### Task data

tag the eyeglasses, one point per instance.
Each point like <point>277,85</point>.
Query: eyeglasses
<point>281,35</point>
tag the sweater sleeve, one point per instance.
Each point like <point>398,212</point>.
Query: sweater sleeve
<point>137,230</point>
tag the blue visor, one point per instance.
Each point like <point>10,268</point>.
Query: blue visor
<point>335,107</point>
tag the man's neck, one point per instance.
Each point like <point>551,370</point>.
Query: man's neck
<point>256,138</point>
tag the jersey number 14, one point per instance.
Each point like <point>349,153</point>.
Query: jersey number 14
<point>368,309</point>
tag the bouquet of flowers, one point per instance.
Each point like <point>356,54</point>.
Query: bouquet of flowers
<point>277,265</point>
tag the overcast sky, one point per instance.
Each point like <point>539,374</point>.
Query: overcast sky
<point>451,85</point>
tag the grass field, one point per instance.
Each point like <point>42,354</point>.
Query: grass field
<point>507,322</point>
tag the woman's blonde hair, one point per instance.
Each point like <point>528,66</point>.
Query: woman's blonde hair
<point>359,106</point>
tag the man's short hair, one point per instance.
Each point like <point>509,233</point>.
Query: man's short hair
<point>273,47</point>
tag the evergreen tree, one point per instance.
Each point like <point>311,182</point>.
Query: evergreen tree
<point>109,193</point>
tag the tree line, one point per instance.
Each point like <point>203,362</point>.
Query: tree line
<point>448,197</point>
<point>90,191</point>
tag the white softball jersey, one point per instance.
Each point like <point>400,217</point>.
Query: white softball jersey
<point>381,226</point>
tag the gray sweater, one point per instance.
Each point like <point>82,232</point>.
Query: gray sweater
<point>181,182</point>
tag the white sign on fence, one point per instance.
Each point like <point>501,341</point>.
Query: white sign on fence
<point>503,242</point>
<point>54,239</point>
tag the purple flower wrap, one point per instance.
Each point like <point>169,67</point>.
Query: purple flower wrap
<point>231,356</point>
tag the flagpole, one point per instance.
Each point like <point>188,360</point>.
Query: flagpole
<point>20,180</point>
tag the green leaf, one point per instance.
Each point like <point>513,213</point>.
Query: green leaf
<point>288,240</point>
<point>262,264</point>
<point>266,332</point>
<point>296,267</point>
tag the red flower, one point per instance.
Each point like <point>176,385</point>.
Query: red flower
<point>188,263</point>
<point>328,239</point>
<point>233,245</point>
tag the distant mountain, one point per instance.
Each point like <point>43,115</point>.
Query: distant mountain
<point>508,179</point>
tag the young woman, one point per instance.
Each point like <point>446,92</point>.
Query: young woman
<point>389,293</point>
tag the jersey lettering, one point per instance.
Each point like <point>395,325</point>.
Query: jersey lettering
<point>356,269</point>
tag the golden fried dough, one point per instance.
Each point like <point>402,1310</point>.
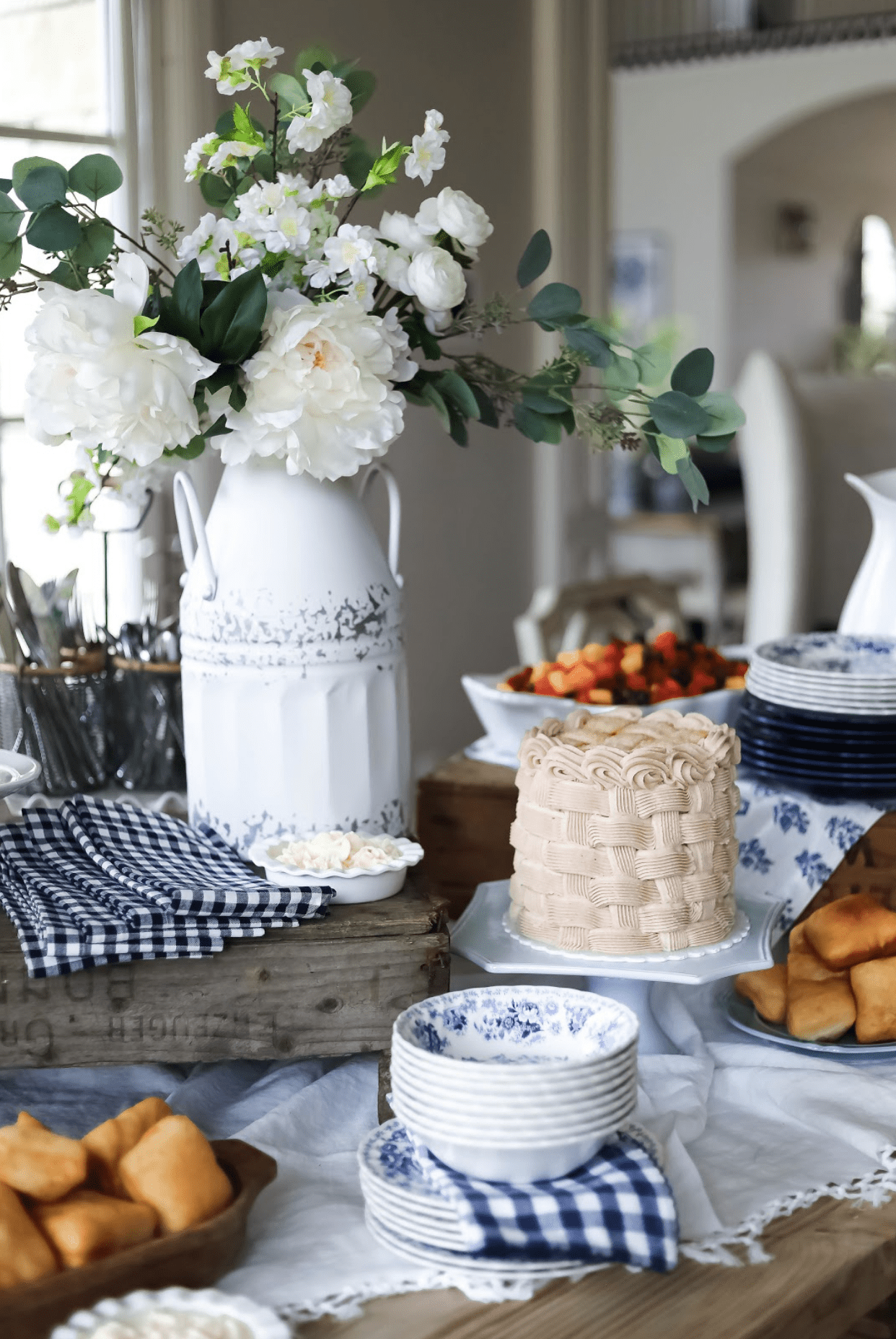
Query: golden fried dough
<point>173,1168</point>
<point>766,991</point>
<point>875,988</point>
<point>110,1141</point>
<point>25,1252</point>
<point>39,1162</point>
<point>852,929</point>
<point>820,1011</point>
<point>87,1226</point>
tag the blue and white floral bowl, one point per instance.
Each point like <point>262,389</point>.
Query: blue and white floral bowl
<point>514,1082</point>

######

Print all entries exactly. The images do not belong in the copy.

tag the eyeglasses, one point per instance.
Each point like <point>277,85</point>.
Query: eyeglasses
<point>281,35</point>
tag the sweater sleeve, one point per instance.
Each point like <point>398,212</point>.
Query: sweater sleeve
<point>137,230</point>
tag the blue visor, one point per instance.
Each point like <point>10,268</point>.
Query: blue visor
<point>335,107</point>
tag the man's neck, one point per instance.
Each point like <point>551,370</point>.
Query: man's neck
<point>256,138</point>
tag the jersey number 14, one point per instance.
Each point like <point>349,153</point>.
Query: jersey number 14
<point>368,309</point>
tag the bouquet of flowers, one point per instance.
Each point like <point>356,54</point>.
Query: bouquet of flowers
<point>277,265</point>
tag the overcast sky, one point per instance.
Each point like <point>539,374</point>.
Query: overcast sky
<point>451,85</point>
tag the grass field, one point per instance.
Each point like <point>42,354</point>.
Query: grass field
<point>507,322</point>
tag the woman's blonde hair, one point per instance.
Each point like <point>528,66</point>.
Query: woman's blonde hair
<point>359,106</point>
tag the man's short hair, one point per instance.
Each point like <point>509,233</point>.
Query: man's short hair
<point>273,47</point>
tag the evergreen tree, one point per instance.
Each point like <point>311,182</point>.
Query: evergreen tree
<point>109,193</point>
tag the tree line, one point per instance.
Each point like <point>203,362</point>.
Query: tree line
<point>448,197</point>
<point>90,191</point>
tag the white softball jersey, one point per instance.
Each point like <point>400,217</point>.
Query: white softball jersey
<point>381,226</point>
tag the gray sweater, one point per instance.
Each point like <point>82,232</point>.
Query: gray sweater
<point>181,182</point>
tag the white sign on fence, one point per instance.
Each point like <point>501,341</point>.
Query: white sign on fence
<point>503,242</point>
<point>54,239</point>
tag the purple flower wrap, one point per instance.
Each point like <point>169,67</point>.
Query: purple flower wrap
<point>231,356</point>
tag the flagpole, one point per instance.
Each point like <point>188,360</point>.
Query: flagpole
<point>20,180</point>
tag the green leaf, one point per instance.
Each point like <point>513,213</point>.
Query: green leaf
<point>288,240</point>
<point>262,264</point>
<point>266,332</point>
<point>296,267</point>
tag the red flower, one point per instance.
Each point like <point>176,385</point>.
Query: red flower
<point>188,263</point>
<point>328,239</point>
<point>233,245</point>
tag the distant mountain, one point per instance.
Each point like <point>43,115</point>.
Query: distant mountain
<point>508,179</point>
tag the young woman, one point per instance.
Each point like <point>446,92</point>.
Query: young woman
<point>389,293</point>
tag the jersey lettering, one point per instance.
Each point like <point>395,325</point>.
Query: jersey lettering
<point>356,269</point>
tag the golden fried dough, one point per instance.
Each point like <point>402,1310</point>.
Query: golden fried dough
<point>173,1168</point>
<point>766,991</point>
<point>875,988</point>
<point>110,1141</point>
<point>25,1252</point>
<point>39,1162</point>
<point>852,929</point>
<point>820,1011</point>
<point>87,1226</point>
tag the blue and white floral bowl, one point per instance.
Each point like <point>262,389</point>.
Query: blue and white floral bowl
<point>514,1082</point>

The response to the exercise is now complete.